Texto proporcionado:
---
La falta de sentencias demuestra que la fiscalía anticorrupción enfrenta obstáculos estructurales y también presiones externas. Muchos de los expedientes se integran con lentitud, carecen de sustento probatorio sólido o se resuelven cuando los implicados ya han cambiado de puesto, se han retirado o están protegidos legalmente. Esto genera desconfianza, ya que el castigo parece ser selectivo o simplemente simbólico.
En este entramado también destaca el Seajal, creado para articular acciones entre instituciones, sociedad civil y ciudadanía. Su papel debería ser estratégico, promoviendo coordinación, prevención y participación ciudadana. No obstante, su presencia en la agenda pública es casi nula. Se ha convertido en un sistema pasivo, burocrático y carente de impacto real. Sin liderazgo ni presión social, su potencial transformador se ha diluido en reuniones de bajo perfil, sin incidencia directa sobre los grandes escándalos estatales.
---
Datos extraídos:
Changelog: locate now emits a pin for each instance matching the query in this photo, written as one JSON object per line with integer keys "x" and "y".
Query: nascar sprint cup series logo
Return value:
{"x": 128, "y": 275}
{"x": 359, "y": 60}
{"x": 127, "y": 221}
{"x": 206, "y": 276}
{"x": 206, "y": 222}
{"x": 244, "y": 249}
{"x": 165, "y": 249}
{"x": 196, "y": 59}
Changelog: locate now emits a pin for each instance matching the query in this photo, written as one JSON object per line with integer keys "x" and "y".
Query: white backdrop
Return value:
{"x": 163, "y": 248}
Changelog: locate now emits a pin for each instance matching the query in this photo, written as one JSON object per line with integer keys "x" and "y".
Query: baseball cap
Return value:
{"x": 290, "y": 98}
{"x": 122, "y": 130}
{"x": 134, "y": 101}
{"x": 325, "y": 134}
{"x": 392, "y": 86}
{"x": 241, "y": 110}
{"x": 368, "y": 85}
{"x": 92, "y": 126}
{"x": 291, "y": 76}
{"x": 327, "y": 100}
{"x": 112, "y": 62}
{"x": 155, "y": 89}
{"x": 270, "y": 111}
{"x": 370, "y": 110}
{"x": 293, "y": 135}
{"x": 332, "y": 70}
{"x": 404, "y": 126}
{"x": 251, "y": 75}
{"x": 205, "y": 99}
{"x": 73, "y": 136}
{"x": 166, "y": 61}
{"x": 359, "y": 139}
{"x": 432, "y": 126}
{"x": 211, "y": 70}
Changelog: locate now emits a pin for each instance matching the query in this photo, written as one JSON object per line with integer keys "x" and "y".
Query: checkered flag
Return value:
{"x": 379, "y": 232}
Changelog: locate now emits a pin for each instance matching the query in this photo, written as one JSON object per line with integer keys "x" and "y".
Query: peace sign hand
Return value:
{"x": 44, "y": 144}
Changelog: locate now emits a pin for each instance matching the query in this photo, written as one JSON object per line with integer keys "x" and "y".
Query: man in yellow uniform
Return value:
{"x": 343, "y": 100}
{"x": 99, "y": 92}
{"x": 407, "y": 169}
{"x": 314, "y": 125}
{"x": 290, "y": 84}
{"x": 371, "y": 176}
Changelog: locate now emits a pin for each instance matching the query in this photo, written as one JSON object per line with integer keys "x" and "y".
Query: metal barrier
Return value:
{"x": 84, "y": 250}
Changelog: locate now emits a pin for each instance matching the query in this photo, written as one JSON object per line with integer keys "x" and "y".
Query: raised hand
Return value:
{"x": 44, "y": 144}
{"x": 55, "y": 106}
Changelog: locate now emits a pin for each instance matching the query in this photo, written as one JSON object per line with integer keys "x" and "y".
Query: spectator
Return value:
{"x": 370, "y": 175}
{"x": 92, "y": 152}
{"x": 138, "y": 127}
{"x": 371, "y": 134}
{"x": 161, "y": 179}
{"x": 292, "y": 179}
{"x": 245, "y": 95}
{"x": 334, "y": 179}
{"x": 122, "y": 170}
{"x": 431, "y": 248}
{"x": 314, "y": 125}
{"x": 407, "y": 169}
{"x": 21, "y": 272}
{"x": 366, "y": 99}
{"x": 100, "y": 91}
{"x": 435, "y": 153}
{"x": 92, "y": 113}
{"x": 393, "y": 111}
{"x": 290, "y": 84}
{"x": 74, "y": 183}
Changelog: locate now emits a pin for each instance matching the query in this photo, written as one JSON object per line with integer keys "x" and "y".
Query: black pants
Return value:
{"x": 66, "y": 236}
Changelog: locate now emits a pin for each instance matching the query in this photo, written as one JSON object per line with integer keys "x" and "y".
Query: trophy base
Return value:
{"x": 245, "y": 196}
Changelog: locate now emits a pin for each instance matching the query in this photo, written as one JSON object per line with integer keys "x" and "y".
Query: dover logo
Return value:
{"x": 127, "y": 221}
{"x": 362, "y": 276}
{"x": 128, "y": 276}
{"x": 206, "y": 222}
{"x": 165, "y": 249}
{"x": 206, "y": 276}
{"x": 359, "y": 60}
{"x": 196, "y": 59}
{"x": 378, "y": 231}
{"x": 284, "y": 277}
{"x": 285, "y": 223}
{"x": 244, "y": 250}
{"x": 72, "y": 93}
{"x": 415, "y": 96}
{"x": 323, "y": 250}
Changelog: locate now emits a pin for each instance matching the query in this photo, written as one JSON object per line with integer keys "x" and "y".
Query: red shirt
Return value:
---
Instrucción A: Devuelve sin cambios, del texto sobre la fiscalía anticorrupción, el fragmento que empieza con las palabras que contienen "En este entramado" y termina con "grandes escándalos estatales.".
Instrucción B: Reescribe como lista el párrafo del texto sobre la fiscalía anticorrupción que comienza con "En este entramado también destaca el Seajal" y conserva sus datos principales.
Instrucción C: Continúa el texto sobre la fiscalía anticorrupción y el Seajal a partir de su última oración.

Respuesta esperada A:
En este entramado también destaca el Seajal, creado para articular acciones entre instituciones, sociedad civil y ciudadanía. Su papel debería ser estratégico, promoviendo coordinación, prevención y participación ciudadana. No obstante, su presencia en la agenda pública es casi nula. Se ha convertido en un sistema pasivo, burocrático y carente de impacto real. Sin liderazgo ni presión social, su potencial transformador se ha diluido en reuniones de bajo perfil, sin incidencia directa sobre los grandes escándalos estatales.

Respuesta esperada B:
- El Seajal se creó para articular acciones entre instituciones, sociedad civil y ciudadanía.
- Su papel debería ser estratégico, con coordinación, prevención y participación ciudadana.
- Su presencia en la agenda pública es casi nula.
- Se ha convertido en un sistema pasivo, burocrático y sin impacto real.
- Sin liderazgo ni presión social, su potencial transformador se ha diluido en reuniones de bajo perfil, sin incidencia directa sobre los grandes escándalos estatales.

Respuesta esperada C:
La ciudadanía requiere instituciones con independencia, recursos adecuados y compromiso genuino. Ni las auditorías internas ni las investigaciones penales sirven si no hay consecuencias legales. La legitimidad de estos organismos no se construye con discursos, sino con acciones concretas y verificables.
Jalisco no carece de talento ni de legislación. Lo que falta es romper con las prácticas tolerantes que permiten que personas funcionarias implicadas en irregularidades permanezcan impunes. Mientras los OIC no tengan dientes, la Fiscalía simule justicia y el Seajal permanezca en silencio, la corrupción seguirá formando parte del sistema, no como excepción, sino como norma.